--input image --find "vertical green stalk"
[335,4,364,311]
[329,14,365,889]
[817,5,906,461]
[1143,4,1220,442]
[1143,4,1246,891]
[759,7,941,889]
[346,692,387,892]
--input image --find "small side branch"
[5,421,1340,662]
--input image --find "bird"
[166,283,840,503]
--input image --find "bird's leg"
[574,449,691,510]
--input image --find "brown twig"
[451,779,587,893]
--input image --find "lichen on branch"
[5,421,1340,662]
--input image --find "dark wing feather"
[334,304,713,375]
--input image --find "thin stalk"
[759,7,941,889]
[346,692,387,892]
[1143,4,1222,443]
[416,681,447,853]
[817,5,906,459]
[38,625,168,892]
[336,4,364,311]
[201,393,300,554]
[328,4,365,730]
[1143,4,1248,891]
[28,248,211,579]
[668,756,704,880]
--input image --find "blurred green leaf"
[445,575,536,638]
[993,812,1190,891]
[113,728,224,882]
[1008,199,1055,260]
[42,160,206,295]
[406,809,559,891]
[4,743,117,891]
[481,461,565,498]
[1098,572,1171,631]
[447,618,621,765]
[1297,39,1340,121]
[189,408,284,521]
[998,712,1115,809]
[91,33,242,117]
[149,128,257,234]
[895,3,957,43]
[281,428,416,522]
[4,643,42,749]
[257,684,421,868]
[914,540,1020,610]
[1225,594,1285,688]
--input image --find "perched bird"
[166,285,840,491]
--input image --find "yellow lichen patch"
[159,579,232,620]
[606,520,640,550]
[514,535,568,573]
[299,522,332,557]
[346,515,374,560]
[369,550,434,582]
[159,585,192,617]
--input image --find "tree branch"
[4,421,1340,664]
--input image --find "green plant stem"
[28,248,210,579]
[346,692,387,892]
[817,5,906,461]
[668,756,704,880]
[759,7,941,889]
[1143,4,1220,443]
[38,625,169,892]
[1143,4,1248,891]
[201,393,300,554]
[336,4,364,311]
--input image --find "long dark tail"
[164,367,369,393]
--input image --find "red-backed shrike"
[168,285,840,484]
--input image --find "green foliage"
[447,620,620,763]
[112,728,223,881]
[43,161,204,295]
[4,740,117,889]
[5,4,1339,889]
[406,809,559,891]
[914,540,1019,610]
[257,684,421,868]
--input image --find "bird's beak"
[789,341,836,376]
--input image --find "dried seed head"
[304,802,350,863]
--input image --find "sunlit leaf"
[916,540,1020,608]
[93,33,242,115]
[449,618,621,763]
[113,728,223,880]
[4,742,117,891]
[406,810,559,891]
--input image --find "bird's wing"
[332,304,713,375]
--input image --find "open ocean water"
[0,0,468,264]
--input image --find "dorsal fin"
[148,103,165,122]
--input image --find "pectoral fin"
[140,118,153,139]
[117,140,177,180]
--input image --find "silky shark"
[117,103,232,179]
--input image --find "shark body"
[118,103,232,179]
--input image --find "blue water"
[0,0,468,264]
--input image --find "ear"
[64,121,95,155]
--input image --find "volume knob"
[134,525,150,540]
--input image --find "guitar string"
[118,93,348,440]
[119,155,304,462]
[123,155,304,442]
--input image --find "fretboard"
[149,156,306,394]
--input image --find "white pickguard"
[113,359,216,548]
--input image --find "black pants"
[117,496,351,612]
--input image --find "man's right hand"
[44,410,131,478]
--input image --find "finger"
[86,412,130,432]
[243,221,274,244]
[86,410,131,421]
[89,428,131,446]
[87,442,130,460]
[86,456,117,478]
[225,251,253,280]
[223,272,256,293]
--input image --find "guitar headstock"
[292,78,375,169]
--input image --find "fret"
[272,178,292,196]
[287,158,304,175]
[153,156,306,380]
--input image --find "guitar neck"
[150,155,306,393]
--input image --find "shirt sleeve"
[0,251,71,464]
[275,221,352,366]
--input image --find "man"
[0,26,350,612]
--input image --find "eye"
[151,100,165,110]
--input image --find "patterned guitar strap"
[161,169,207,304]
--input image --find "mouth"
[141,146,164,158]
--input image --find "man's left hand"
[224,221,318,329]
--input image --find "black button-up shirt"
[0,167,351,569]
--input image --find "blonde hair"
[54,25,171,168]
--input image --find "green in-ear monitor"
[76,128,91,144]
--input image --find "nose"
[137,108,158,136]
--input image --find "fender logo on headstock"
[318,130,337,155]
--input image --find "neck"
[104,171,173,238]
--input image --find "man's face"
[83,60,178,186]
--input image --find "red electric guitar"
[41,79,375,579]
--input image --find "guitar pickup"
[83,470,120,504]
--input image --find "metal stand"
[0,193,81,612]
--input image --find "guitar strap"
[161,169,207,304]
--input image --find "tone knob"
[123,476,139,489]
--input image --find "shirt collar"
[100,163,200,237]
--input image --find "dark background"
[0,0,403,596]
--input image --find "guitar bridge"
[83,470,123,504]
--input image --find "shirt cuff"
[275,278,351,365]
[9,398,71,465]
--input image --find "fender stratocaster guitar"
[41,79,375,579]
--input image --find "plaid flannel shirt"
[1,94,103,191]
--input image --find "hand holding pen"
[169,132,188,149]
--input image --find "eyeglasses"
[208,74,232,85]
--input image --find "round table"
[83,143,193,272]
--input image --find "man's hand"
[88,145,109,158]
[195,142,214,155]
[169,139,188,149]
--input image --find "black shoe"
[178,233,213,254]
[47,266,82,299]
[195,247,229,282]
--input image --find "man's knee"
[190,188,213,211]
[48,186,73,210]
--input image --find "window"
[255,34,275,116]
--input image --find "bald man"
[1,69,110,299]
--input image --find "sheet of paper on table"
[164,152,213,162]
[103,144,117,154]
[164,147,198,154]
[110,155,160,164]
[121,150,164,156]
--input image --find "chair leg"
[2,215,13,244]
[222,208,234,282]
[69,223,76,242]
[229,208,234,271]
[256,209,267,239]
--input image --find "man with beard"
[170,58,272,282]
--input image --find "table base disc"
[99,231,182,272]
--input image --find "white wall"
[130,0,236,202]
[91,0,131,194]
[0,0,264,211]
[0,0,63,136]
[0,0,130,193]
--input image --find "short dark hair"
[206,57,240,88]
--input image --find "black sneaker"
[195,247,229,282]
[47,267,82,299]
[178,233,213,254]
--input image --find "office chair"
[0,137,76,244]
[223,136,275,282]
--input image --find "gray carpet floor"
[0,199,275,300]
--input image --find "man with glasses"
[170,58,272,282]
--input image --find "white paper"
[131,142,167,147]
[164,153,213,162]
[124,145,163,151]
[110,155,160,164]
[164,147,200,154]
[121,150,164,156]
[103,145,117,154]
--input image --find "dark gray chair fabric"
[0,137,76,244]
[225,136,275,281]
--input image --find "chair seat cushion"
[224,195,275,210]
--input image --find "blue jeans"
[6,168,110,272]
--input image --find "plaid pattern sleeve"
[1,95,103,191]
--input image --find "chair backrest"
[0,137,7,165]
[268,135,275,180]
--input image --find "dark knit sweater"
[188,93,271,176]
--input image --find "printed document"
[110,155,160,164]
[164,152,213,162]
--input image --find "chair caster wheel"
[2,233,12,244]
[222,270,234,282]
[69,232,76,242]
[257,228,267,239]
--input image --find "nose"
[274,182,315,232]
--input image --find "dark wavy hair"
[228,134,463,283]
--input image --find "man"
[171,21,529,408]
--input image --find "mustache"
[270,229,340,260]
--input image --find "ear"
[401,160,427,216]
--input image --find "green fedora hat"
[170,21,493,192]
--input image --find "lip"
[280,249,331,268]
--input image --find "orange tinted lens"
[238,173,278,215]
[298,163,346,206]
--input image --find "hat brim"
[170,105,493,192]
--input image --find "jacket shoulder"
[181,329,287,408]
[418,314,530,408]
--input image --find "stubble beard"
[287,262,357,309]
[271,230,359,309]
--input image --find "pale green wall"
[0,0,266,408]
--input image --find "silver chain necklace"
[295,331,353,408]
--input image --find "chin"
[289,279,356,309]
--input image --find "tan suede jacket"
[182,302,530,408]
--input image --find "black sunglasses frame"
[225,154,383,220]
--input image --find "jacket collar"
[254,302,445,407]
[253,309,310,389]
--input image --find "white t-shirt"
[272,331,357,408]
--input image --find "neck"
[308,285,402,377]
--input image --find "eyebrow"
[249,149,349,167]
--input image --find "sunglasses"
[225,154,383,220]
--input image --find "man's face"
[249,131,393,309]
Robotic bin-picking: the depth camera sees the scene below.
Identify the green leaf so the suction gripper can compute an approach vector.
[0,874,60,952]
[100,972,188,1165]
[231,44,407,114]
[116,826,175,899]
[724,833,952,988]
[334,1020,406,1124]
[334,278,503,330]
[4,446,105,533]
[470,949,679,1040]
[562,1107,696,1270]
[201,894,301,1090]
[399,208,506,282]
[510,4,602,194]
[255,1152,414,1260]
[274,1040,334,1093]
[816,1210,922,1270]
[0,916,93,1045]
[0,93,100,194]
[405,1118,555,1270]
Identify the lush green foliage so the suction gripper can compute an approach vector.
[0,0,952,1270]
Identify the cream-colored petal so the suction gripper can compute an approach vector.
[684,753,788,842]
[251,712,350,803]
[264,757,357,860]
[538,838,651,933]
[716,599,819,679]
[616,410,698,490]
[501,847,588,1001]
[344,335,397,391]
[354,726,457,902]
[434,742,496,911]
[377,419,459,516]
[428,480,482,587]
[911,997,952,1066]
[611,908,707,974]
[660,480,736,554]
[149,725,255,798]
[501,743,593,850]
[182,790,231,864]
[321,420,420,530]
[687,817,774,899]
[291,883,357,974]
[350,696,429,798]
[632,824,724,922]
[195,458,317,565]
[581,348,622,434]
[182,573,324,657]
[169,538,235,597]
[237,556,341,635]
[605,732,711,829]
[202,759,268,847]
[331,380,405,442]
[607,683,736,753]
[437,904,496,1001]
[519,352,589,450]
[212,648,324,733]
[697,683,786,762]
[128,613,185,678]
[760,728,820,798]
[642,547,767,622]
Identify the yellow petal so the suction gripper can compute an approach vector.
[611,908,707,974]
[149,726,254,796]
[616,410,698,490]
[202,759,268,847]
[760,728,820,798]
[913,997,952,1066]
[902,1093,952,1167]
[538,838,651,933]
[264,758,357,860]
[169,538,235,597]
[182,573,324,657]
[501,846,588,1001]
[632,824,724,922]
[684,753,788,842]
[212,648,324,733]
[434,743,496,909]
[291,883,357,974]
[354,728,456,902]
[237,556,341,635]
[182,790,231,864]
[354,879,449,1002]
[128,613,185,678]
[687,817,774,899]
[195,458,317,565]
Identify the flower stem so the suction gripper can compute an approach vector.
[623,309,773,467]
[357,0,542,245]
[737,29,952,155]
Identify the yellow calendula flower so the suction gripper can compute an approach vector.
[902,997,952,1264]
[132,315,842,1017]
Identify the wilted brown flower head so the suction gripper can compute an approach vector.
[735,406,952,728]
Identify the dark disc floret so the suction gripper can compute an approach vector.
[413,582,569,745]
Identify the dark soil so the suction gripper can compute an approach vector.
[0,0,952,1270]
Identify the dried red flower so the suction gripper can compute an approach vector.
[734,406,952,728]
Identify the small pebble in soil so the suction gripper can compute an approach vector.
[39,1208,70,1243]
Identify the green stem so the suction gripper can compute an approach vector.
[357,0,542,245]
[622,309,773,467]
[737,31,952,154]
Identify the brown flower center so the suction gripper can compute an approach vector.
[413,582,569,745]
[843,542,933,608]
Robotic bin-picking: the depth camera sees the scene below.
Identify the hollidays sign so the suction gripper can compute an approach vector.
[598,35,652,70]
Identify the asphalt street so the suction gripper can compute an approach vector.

- [JOB]: Copy out the records verbatim, starting at their first line and ending at the line that contains "[334,304,713,375]", with both of those lines included.

- [EXERCISE RESPONSE]:
--input image --find "vertical green stalk"
[335,4,364,311]
[329,14,365,889]
[817,5,906,461]
[1143,4,1220,442]
[1143,4,1246,891]
[759,7,941,889]
[346,692,387,892]
--input image --find "small side branch"
[5,421,1340,662]
--input image --find "bird"
[166,283,840,503]
--input image --find "bird's leg"
[574,449,691,510]
--input image --find "brown twig"
[451,779,587,893]
--input image --find "lichen on branch"
[5,421,1340,662]
--input image --find "dark wing feather"
[334,304,713,375]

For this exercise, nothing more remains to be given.